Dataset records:
┄┄┄┄┄┄

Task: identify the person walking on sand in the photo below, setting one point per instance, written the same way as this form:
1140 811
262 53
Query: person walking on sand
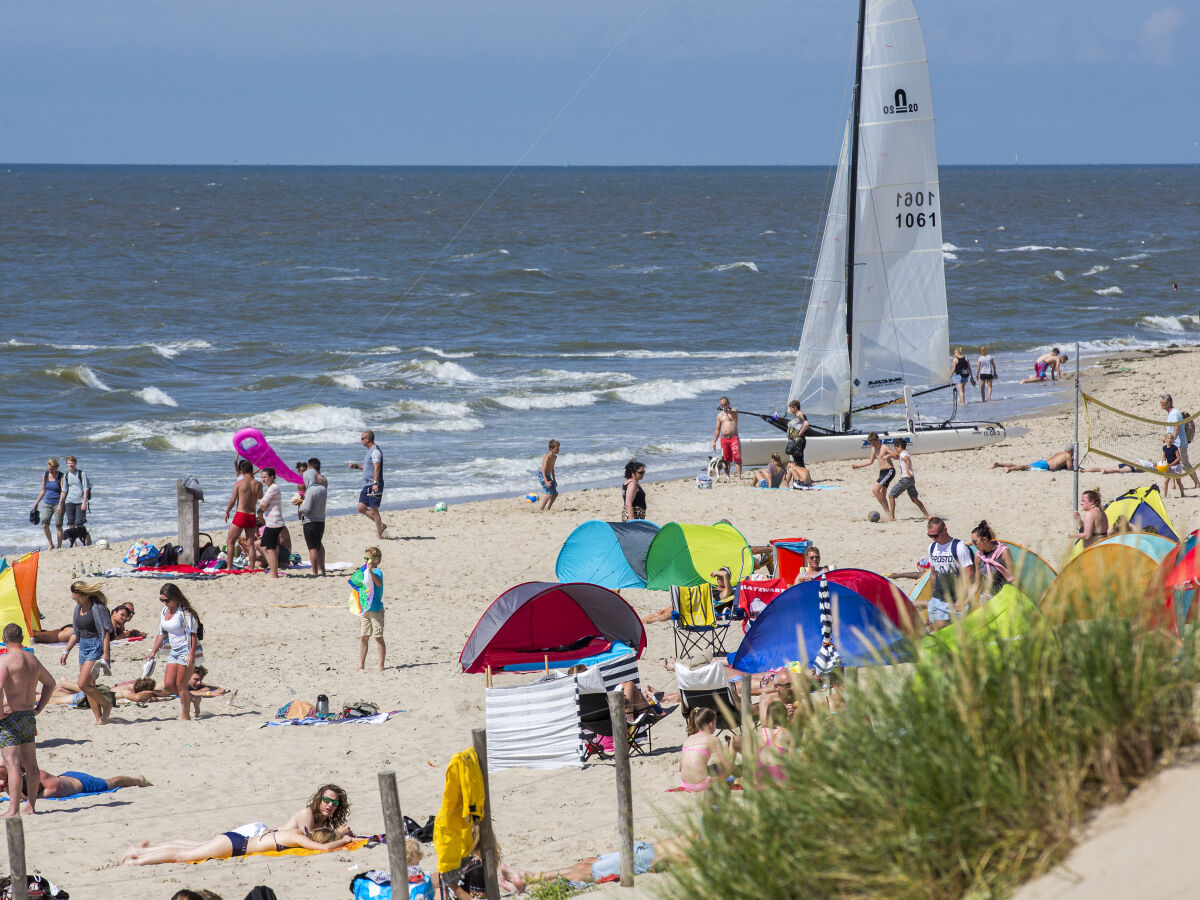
985 373
906 483
372 477
312 515
883 456
47 502
546 475
1176 437
371 603
93 630
727 433
246 491
19 676
271 507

┄┄┄┄┄┄

In the copy, include every line of the entries above exactly and none of the pictures.

Task: identify the person walking on sand in the photo below, setting one point per instance, written the same way as this form:
1140 811
262 53
Query: person walking on sand
985 373
906 483
372 477
312 515
883 456
47 502
546 475
1176 437
371 603
93 630
727 433
246 491
19 676
271 507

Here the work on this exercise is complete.